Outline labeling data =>
- - -

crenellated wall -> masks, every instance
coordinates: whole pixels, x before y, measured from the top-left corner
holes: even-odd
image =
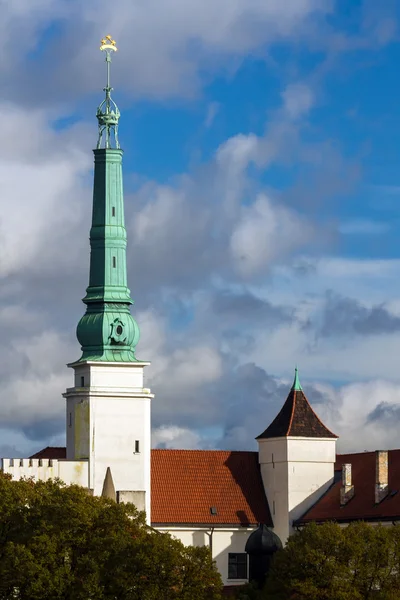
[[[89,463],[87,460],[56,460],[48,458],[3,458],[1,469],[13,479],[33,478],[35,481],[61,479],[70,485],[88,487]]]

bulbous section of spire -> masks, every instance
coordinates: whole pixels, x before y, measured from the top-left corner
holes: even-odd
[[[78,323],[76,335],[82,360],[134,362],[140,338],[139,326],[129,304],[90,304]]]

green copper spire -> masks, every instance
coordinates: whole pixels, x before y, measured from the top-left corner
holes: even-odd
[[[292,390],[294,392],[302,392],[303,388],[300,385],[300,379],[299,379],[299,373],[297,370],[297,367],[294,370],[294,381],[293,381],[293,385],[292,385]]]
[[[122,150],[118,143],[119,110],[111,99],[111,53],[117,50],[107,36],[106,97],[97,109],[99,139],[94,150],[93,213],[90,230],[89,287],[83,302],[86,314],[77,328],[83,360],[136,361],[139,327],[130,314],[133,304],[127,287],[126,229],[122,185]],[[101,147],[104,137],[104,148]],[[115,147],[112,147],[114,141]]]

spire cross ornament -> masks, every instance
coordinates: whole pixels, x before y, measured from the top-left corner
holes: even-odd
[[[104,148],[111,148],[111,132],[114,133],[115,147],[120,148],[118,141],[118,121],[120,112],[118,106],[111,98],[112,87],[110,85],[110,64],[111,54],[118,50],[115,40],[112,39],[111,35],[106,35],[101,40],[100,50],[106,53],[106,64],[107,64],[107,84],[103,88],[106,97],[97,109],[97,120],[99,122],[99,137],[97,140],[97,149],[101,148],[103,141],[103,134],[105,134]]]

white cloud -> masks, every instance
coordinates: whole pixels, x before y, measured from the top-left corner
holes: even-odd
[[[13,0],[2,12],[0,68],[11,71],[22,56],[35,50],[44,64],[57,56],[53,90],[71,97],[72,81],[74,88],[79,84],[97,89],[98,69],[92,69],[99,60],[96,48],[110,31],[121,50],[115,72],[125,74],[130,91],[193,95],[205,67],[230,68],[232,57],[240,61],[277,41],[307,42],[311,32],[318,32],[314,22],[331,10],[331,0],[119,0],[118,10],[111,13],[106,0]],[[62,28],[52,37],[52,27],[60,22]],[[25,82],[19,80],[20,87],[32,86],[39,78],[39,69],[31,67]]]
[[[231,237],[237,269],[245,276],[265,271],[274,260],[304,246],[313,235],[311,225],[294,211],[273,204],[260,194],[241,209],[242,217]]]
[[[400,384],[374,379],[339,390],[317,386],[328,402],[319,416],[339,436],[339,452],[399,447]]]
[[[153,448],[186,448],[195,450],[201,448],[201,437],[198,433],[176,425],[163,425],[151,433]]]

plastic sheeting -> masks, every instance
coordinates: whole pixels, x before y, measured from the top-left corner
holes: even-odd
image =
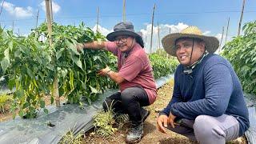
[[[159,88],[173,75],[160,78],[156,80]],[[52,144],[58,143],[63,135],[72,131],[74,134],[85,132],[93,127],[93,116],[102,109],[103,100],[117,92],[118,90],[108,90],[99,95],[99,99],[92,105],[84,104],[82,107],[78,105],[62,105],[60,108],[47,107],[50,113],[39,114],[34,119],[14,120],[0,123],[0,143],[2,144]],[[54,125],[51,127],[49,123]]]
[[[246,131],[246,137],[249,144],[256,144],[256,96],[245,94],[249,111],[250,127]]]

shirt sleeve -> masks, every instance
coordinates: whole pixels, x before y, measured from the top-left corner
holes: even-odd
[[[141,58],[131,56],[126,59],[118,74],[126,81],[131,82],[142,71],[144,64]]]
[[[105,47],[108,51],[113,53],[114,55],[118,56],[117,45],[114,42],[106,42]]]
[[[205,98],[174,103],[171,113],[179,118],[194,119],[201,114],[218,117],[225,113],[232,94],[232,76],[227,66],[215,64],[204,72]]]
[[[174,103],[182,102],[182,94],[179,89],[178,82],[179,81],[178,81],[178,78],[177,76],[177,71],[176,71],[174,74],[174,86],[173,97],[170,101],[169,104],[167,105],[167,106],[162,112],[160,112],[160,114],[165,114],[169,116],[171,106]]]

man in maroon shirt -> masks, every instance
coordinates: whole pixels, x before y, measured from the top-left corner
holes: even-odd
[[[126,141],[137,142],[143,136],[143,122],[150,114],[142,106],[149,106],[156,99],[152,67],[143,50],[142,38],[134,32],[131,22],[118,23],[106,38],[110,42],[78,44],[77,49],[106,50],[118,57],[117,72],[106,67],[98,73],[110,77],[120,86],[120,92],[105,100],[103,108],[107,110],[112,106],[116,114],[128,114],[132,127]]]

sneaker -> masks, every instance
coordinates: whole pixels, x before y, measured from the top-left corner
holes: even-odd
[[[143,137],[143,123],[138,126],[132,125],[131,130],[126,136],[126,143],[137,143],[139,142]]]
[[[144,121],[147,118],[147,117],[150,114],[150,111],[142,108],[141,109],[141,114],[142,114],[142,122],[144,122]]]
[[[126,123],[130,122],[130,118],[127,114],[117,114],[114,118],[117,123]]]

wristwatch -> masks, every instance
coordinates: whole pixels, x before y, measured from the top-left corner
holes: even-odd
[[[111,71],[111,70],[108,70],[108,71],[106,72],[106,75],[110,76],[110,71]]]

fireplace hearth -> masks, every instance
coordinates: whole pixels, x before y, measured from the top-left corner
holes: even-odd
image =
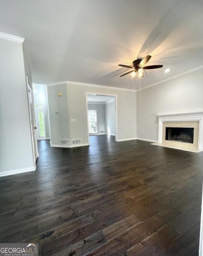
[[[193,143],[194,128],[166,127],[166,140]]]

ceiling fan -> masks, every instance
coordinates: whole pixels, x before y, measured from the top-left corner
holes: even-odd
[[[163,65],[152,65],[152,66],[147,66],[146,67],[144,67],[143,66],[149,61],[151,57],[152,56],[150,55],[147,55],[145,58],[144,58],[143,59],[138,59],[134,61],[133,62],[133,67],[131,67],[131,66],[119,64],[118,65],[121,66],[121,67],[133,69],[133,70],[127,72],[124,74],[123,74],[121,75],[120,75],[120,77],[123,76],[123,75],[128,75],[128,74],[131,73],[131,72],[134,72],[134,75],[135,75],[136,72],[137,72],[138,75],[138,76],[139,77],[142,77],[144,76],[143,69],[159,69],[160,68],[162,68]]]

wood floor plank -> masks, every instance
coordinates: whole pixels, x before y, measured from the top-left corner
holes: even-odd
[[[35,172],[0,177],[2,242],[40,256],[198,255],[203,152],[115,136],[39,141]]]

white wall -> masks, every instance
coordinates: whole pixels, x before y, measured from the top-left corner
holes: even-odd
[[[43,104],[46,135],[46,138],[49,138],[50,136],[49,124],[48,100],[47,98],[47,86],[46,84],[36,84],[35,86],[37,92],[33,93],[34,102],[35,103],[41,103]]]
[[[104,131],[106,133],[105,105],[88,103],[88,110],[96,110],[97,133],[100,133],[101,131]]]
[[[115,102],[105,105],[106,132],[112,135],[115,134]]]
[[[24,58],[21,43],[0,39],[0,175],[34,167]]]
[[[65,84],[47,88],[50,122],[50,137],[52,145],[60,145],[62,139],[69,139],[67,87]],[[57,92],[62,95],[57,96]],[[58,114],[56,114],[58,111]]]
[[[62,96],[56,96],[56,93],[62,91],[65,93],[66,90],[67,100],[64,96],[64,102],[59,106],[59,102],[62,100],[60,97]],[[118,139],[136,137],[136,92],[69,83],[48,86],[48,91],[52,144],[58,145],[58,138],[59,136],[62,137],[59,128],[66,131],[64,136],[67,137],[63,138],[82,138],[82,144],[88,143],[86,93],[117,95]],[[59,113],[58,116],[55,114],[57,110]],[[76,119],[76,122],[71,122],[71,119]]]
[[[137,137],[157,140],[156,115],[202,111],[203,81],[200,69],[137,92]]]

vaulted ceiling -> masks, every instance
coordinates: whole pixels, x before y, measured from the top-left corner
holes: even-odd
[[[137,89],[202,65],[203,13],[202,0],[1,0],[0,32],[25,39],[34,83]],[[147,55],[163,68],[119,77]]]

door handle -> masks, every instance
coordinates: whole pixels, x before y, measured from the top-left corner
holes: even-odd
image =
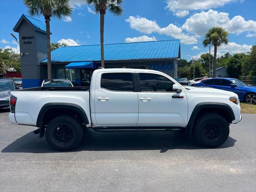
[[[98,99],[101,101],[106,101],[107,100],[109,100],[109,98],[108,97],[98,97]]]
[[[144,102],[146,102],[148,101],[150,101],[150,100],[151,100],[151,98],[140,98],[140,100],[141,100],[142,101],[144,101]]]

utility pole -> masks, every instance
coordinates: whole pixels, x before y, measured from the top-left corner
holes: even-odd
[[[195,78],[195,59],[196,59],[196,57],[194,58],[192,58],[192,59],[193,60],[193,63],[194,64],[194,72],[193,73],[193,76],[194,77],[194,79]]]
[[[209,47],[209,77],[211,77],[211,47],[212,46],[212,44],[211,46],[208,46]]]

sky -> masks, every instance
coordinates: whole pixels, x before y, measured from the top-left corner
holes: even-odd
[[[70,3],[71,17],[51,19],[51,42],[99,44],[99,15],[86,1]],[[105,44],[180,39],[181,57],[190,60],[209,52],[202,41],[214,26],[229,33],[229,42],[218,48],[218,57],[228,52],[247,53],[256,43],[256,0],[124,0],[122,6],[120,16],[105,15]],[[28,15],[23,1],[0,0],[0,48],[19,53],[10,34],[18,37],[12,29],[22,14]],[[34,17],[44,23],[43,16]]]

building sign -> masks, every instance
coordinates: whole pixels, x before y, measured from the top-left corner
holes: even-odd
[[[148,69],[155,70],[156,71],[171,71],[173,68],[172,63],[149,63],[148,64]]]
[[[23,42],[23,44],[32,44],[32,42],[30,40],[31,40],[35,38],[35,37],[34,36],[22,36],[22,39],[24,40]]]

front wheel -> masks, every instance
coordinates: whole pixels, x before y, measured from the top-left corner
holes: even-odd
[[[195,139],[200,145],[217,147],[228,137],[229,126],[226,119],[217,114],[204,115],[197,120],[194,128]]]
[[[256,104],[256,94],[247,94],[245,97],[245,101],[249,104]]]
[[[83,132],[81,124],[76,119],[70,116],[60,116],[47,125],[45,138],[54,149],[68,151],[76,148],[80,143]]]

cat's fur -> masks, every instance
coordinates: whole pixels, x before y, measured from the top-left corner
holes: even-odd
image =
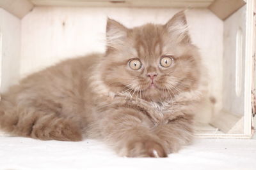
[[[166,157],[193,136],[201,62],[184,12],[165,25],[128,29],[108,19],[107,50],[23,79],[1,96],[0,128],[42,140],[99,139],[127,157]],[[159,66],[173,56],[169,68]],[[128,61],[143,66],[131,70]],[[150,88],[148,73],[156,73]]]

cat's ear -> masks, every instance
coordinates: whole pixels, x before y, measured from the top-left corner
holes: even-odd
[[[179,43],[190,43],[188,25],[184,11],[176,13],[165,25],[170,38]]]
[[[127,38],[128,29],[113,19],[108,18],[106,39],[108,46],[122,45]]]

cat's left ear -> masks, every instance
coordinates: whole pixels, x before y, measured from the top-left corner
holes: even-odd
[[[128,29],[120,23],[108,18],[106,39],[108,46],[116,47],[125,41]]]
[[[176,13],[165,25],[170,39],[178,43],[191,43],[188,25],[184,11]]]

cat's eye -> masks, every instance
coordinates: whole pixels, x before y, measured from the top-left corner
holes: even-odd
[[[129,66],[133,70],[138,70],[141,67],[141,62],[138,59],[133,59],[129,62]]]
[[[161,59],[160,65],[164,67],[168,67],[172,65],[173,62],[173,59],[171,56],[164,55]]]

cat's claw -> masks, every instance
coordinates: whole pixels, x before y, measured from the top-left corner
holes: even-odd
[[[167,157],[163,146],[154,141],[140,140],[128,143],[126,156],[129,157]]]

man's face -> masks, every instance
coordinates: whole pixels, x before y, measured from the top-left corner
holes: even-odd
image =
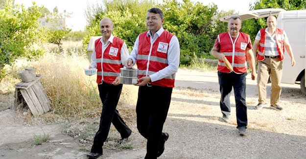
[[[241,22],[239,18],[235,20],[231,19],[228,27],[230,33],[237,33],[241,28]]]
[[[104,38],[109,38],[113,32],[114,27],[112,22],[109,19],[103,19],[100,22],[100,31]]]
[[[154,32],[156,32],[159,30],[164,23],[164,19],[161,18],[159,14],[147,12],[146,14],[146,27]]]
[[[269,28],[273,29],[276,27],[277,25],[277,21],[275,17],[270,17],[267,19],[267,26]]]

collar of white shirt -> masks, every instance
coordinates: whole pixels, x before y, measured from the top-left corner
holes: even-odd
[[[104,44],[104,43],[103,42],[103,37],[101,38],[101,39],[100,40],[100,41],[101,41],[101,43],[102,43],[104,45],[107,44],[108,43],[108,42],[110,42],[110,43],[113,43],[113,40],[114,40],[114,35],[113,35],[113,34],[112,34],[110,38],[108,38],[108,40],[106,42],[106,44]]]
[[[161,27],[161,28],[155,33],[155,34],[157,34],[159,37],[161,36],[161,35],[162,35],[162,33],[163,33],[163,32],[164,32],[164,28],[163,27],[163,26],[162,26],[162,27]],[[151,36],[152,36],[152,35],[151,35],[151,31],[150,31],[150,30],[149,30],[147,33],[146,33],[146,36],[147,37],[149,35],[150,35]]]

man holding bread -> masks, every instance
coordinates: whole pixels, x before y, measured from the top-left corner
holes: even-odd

- - -

Stated task => Copy out, character for character, the lines of the data from the line containing "collar of white" through the final line of the data.

Exercise response =>
collar of white shirt -> masks, every instance
coordinates: whole pixels, x before y, measured from the top-left corner
holes: even-odd
[[[104,44],[104,43],[103,42],[103,37],[101,38],[101,39],[100,40],[100,41],[101,41],[101,43],[102,43],[104,45],[107,44],[108,43],[108,42],[110,42],[110,43],[113,43],[113,40],[114,40],[114,35],[113,35],[113,34],[112,34],[110,38],[108,38],[108,40],[106,42],[106,44]]]
[[[161,27],[161,28],[155,33],[155,34],[157,34],[159,37],[161,36],[161,35],[162,35],[162,33],[163,33],[163,32],[164,32],[164,28],[163,27],[163,26],[162,26],[162,27]],[[151,36],[152,36],[152,35],[151,35],[151,31],[150,31],[150,30],[149,30],[147,33],[146,33],[146,36],[147,37],[149,35],[150,35]]]

man holding bread -> masks, every instance
coordinates: whole pixels, x before y, measured from the top-left corner
holes: even-odd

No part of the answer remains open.